Building a new social model
While the dominant approach to ecological transition is a defensive one, the positive approach based on ecological transformation emphasises concrete solutions. This is the purpose of Fabrique Spinoza's study, which responds to three challenges: rediscovering the benefits of nature; encouraging engagement in all areas: city, work, housing, school, consumption, etc.; and making the ecological transformation a reality with the available solutions and building a new model of society based on this transformation. In this context, Carine Kraus, Director of Public Affairs and Sustainable Development at Veolia, explains how Veolia is becoming the benchmark for ecological transformation:
The health crisis has made the consequences of our social models on our environment clear, as well as demonstrating the beneficial effects for nature of reducing human activities. The ecological transformation involves a radical adaptation of our modes of production and consumption, and the emergence of new models that place ecology at the heart of all processes and all trade-offs. Veolia is committed to implementing game-changing solutions with local authorities, citizens, industry, public authorities and investors.
The time has come for ecological transformation by means of scaling up
The lockdown has resulted in many people cutting themselves off from nature and has raised awareness of the importance of its benefits on our health and psychological well-being.
We have to make the future desirable. We have no choice - the habitability of the Earth is at stake. We need to embark on a process of ecological transformation by orienting our societies towards better living conditions: better quality of life, jobs that are meaningful because of their positive impact on society, and stronger bonds of solidarity. The new health and economic context requires us to build a more sustainable future for subsequent generations. At Veolia, we believe in our ability to transform both ourselves and society towards this ecological future. There is still a long way to go, but the course is set. Although we have great ambitions, we also have great determination, continues Carine Kraus.
Getting closer to nature increases ecological engagement.
• • • • •
• **Request 1**:
Set down every line of the listing from the one containing "the white refrigerator" down to the end of the listing, reproducing each line word for word.

Rows from a pointing dataset
• • • • •
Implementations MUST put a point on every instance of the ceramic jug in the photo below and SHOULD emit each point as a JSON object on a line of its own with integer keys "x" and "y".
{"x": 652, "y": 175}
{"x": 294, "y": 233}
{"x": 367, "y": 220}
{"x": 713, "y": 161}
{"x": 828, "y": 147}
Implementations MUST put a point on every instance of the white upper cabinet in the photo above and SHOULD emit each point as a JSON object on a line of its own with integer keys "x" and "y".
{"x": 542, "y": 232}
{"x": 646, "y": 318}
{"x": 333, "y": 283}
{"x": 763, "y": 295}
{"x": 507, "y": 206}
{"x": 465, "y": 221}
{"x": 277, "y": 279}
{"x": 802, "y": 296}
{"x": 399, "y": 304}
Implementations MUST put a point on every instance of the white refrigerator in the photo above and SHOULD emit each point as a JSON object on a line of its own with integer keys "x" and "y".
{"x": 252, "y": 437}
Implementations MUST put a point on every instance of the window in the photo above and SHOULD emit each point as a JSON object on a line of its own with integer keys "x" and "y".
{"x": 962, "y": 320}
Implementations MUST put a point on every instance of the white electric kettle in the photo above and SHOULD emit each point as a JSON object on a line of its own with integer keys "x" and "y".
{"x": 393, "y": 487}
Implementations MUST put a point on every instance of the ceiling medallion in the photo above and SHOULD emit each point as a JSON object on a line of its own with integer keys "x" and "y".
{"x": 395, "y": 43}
• • • • •
• **Request 2**:
Answer these questions on the passage about ecological transformation:
(a) What position does Carine Kraus hold at Veolia?
(b) According to the passage, the lockdown raised awareness of the importance of nature's benefits on what?
(c) What does the passage say increases ecological engagement?

• **Finished answer 1**:
Implementations MUST put a point on every instance of the white refrigerator in the photo above and SHOULD emit each point as a JSON object on a line of its own with integer keys "x" and "y".
{"x": 252, "y": 437}
Implementations MUST put a point on every instance of the window in the photo above and SHOULD emit each point as a JSON object on a line of its own with integer keys "x" and "y".
{"x": 962, "y": 320}
Implementations MUST put a point on every instance of the white electric kettle in the photo above and SHOULD emit each point as a JSON object on a line of its own with integer keys "x" and "y".
{"x": 393, "y": 487}
Implementations MUST put a point on every instance of the ceiling medallion in the photo above and SHOULD emit each point as a JSON object on a line of its own with integer keys "x" and "y".
{"x": 395, "y": 43}

• **Finished answer 2**:
(a) Director of Public Affairs and Sustainable Development
(b) Our health and psychological well-being
(c) Getting closer to nature